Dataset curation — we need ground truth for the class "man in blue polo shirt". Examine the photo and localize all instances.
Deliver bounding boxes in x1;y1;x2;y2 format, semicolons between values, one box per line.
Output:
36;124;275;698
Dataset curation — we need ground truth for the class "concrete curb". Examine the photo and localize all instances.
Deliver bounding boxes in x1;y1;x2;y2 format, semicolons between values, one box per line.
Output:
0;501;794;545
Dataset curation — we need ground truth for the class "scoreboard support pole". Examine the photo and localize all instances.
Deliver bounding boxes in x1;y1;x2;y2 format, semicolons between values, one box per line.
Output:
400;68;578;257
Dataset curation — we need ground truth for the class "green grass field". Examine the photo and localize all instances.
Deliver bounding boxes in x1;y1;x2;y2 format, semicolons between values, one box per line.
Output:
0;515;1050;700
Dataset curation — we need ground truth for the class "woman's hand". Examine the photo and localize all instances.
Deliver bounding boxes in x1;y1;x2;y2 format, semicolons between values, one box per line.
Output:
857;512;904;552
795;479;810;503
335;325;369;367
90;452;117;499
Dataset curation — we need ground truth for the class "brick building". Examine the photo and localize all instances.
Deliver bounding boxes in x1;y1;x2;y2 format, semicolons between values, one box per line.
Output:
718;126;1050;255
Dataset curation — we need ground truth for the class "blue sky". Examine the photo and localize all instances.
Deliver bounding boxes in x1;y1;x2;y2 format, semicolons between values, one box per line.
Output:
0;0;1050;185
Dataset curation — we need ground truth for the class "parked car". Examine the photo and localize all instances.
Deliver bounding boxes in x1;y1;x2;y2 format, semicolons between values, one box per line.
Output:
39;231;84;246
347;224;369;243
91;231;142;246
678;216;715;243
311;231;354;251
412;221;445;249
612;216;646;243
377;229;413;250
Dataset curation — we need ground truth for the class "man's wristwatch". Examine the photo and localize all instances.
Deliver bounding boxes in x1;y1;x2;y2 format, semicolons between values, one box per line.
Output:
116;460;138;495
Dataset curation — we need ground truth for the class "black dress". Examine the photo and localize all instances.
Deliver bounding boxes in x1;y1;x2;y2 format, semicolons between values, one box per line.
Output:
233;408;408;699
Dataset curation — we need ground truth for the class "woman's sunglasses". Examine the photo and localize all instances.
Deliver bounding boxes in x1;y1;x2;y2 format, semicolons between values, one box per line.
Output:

§ Goal
Copy the lines above word for word.

§ Written response
Dataset curation — we need ground truth for the class "man in blue polo shirt". Examine the photo and localize all instances.
Deliver bounding boxes in x1;y1;x2;y2 format, semicolons between values, one box per line.
Output:
36;124;275;698
Dataset curation — we need ground truth for the class "concrete curb". Examine the photo and localize all instances.
Deliver bounding boxes in x1;y1;x2;y2 format, semicolons between values, one box per line.
Output:
0;501;794;545
Dataset curation — we need ground truth for the class "scoreboard support pole". Examine the photo and localize all instances.
Deliver bounding boxes in x1;y1;x2;y2 format, semicolons between values, one box per line.
Output:
400;68;578;257
Dataset curation — we need ground truth for the class "green grass field". Examine the photo and localize all instances.
Deliver bounding boxes in x1;y1;x2;y2 format, semicolons between values, one box per line.
Output:
0;515;1050;700
Dataset curation — we need ground truth for the class "woman's hand". Examine the photo and localize all instances.
Deliver bounding boxes in x1;y1;x2;y2 format, semicolons between values, one box per line.
Output:
857;512;904;552
795;479;810;503
335;325;369;367
90;452;117;499
Dataset curation — we need ground truth for the class "brick building". Examine the photo and localize all instances.
Deliver bounding boxes in x1;y1;x2;y2 format, semicolons between values, one box per line.
Output:
718;126;1050;255
Dataset curation — we need ground truth for the class "blue sky". Examine the photo and localize all instances.
Deliver bounding boxes in x1;y1;x2;y2 format, semicolons between values, one box per line.
Output:
0;0;1050;185
Dataset curation — we need ground truth for the class "parked car". Examine the photo and localize all instances.
Deliver bounding boxes in x1;y1;x2;y2 format, semicolons between values, one box per line.
Output:
39;231;84;246
347;224;369;243
91;231;142;246
678;216;715;243
311;231;354;251
412;221;445;249
612;216;646;243
377;229;413;250
Dataset curation — we need ground truth for the class "man's wristwatch". Examine the photo and localize all instances.
Deliver bounding boxes in x1;y1;x2;y2 format, semicolons between values, one box per line.
Output:
116;460;138;495
Dataset curation — we need ground truth for the class "black dress". Examine the photo and localize all instances.
Deliver bounding boxes in x1;y1;x2;y2 format, semicolons between values, one box per line.
Output:
233;408;408;699
Dataset curation — we need ground truth for the class "woman's sunglasses". Examine the photo and localize all instances.
Deliver bounding boxes in x1;y1;x2;y2 format, semicolons between values, one box per line.
Output:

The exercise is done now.